_Passage_:

Skip to content

Instantly share code, notes, and snippets.

@adamwalter
Last active December 31, 2015 20:29
Show Gist options
  • Save adamwalter/8040188 to your computer and use it in GitHub Desktop.
Save adamwalter/8040188 to your computer and use it in GitHub Desktop.
Monitor script for high server load
#! /bin/sh
#
# Script to send email notification if a server exceeds a specified load average.
#
# Selected load average limit.  If above this number a notification message will be emailed.
NOTIFY="8"
TRUE="1"
# Email address to receive alerts.
EMAIL="example1@example.com example2@example.com"
# Create a temp file
TEMPFILE="$(mktemp)"
# The text which will be awk'ed a few times looking for the same text, so we specify it here once.
FTEXT='load average:'
# Get the load average for the last 1 minutes.
LOAD1MIN="$(uptime | awk -F "$FTEXT" '{ print $2 }' | cut -d, -f1 | sed 's/ //g')"
# Get the load average for the last 10 minutes.
LOAD5MIN="$(uptime | awk -F "$FTEXT" '{ print $2 }' | cut -d, -f2 | sed 's/ //g')"
# Get the load average for the last 15 minutes.
LOAD15MIN="$(uptime | awk -F "$FTEXT" '{ print $2 }' | cut -d, -f3 | sed 's/ //g')"
# awk the memory stats
MEMU="$(free -tom | awk '/Total:/ {print "Total memory: "$2" MB\nUsed memory: "$3" MB\nFree memory: "$4" MB"}')"
# Get top 10 processes, sorted by CPU and RAM
TOPCPU="$(ps auxf | sort -nr -k 3 | head -10)"
TOPMEM="$(ps auxf | sort -nr -k 4 | head -10)"
# Email subject
SUBJECT="Alert $(hostname) high load average: $LOAD5MIN"

_To do_:
a) In the load-monitor script, why is the string 'load average:' stored once in FTEXT instead of being written into each command?
b) From the load-monitor script, transcribe the stretch from "# Create a temp" through "last 15 minutes.".

_Dataset_:

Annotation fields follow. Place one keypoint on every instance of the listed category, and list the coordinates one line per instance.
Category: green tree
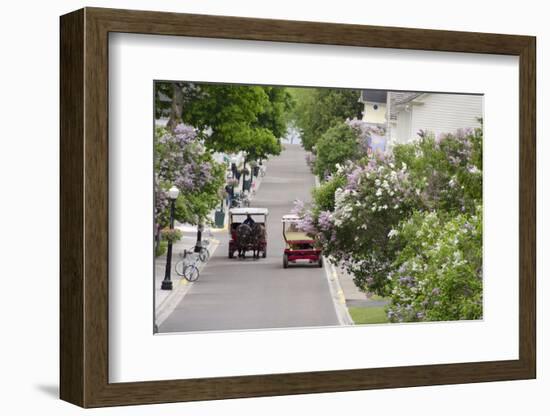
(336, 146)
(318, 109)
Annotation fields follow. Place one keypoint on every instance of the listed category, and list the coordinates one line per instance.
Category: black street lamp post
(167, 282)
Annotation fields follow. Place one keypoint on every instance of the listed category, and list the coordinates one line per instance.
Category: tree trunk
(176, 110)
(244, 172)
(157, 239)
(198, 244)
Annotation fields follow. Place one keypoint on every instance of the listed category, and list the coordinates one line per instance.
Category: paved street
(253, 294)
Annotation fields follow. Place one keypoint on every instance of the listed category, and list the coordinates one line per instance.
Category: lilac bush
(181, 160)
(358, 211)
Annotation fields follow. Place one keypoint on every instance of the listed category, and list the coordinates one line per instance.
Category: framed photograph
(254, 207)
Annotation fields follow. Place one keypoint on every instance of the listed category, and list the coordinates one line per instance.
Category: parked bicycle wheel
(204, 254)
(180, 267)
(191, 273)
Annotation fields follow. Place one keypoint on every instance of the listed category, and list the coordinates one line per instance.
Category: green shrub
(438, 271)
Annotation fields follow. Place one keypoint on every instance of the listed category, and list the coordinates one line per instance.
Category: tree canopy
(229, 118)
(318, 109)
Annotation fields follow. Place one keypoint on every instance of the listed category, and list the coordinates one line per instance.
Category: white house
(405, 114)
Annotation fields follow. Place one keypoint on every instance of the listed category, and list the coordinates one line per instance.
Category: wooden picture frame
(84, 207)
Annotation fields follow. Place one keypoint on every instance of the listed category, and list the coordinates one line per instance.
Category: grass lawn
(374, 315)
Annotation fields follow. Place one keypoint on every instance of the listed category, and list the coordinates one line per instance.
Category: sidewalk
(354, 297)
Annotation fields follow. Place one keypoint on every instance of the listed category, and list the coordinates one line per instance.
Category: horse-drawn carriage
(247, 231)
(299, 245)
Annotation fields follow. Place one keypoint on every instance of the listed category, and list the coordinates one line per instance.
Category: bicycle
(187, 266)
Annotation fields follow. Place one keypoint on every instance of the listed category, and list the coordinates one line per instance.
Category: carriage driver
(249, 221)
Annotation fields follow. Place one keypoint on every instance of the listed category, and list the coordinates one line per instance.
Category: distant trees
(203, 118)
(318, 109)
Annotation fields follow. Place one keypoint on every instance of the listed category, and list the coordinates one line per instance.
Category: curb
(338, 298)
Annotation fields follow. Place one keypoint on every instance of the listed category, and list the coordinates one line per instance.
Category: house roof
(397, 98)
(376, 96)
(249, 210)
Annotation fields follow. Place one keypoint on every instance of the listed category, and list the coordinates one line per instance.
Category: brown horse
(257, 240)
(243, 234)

_Task-by-task results_:
a) The script awks for that same text several times, so it is specified once in FTEXT and reused in each load-average command.

b)
# Create a temp file
TEMPFILE="$(mktemp)"
# The text which will be awk'ed a few times looking for the same text, so we specify it here once.
FTEXT='load average:'
# Get the load average for the last 1 minutes.
LOAD1MIN="$(uptime | awk -F "$FTEXT" '{ print $2 }' | cut -d, -f1 | sed 's/ //g')"
# Get the load average for the last 10 minutes.
LOAD5MIN="$(uptime | awk -F "$FTEXT" '{ print $2 }' | cut -d, -f2 | sed 's/ //g')"
# Get the load average for the last 15 minutes.